In your answer, give each entry again exactly as it appears.

DATA FOR PROCESSING
-- Opening Marker --

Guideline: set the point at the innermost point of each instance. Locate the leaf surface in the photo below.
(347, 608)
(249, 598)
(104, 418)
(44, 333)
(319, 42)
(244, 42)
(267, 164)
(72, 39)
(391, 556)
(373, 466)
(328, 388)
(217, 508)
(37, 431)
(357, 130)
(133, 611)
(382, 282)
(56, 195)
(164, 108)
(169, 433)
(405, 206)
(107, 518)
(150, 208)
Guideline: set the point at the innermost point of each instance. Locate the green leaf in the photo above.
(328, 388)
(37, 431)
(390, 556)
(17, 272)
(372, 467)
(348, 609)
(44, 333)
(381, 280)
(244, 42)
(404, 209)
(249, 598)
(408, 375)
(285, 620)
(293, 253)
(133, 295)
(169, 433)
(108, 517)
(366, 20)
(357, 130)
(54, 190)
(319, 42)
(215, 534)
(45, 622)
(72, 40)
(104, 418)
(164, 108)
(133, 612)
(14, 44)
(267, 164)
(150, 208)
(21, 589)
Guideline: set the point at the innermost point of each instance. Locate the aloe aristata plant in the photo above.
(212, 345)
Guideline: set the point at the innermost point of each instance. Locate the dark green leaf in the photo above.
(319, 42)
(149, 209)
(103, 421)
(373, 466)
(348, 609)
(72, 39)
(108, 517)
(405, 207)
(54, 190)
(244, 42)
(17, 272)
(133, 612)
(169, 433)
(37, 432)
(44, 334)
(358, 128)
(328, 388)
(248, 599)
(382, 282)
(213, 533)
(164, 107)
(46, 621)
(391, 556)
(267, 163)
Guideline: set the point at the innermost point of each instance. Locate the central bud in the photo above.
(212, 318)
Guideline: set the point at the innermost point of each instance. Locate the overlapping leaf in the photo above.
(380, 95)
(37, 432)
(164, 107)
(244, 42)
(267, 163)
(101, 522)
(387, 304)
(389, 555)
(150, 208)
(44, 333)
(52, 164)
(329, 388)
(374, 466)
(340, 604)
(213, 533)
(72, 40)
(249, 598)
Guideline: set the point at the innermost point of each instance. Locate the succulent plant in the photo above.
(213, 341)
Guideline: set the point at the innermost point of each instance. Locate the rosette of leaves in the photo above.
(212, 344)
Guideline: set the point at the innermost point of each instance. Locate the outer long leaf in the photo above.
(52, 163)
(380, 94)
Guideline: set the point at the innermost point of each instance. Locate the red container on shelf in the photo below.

-- Closing Marker --

TASK ANSWER
Guideline: set the point at the innermost point of each instance. Locate the leaf surface in the photo below.
(347, 608)
(249, 598)
(104, 418)
(44, 333)
(319, 42)
(244, 42)
(267, 164)
(72, 39)
(391, 556)
(373, 466)
(328, 388)
(217, 508)
(37, 431)
(357, 130)
(133, 611)
(382, 282)
(56, 195)
(164, 108)
(169, 433)
(405, 206)
(107, 518)
(150, 208)
Guideline: set the point at the innermost point of each instance. Locate the green leaf in the photo above.
(328, 388)
(37, 431)
(390, 556)
(17, 272)
(372, 467)
(348, 609)
(44, 333)
(381, 280)
(244, 42)
(404, 209)
(249, 598)
(408, 375)
(285, 620)
(293, 253)
(133, 295)
(169, 433)
(108, 517)
(366, 20)
(357, 130)
(54, 190)
(319, 42)
(215, 534)
(45, 622)
(72, 40)
(104, 418)
(164, 108)
(133, 612)
(14, 44)
(267, 164)
(150, 208)
(21, 589)
Guideline: set the point at the innermost point of each instance. Locate the aloe aristata plant in the photo above.
(212, 345)
Guideline: set the point at the innermost point of each instance. Locate the dark green leaf in the photo above.
(319, 42)
(149, 209)
(103, 421)
(373, 466)
(348, 609)
(72, 39)
(108, 517)
(405, 207)
(54, 190)
(244, 42)
(17, 272)
(133, 612)
(169, 433)
(37, 432)
(44, 334)
(358, 128)
(328, 388)
(248, 599)
(382, 282)
(213, 533)
(164, 107)
(46, 621)
(391, 556)
(267, 163)
Guideline: set the point at the innermost point of each instance. Locate the central bud in the photo above.
(212, 318)
Guideline: set the point at the innermost point of each instance. Locate the overlapping leaf in the photo above.
(380, 95)
(37, 432)
(164, 107)
(244, 42)
(267, 163)
(101, 522)
(387, 304)
(389, 555)
(150, 208)
(44, 333)
(52, 164)
(329, 388)
(374, 466)
(340, 604)
(213, 533)
(72, 40)
(249, 598)
Guideline: set the point at the innermost point of each instance. Locate the succulent plant in the photo above.
(213, 341)
Guideline: set the point at the innermost point of each instance. Locate the rosette of leaves in the photo above.
(212, 344)
Guideline: set the point at the innermost point of each instance. Locate the outer long leaf in the photo above.
(52, 163)
(380, 94)
Guideline: set the point at the innermost point of each instance. Locate the red container on shelf in the photo below.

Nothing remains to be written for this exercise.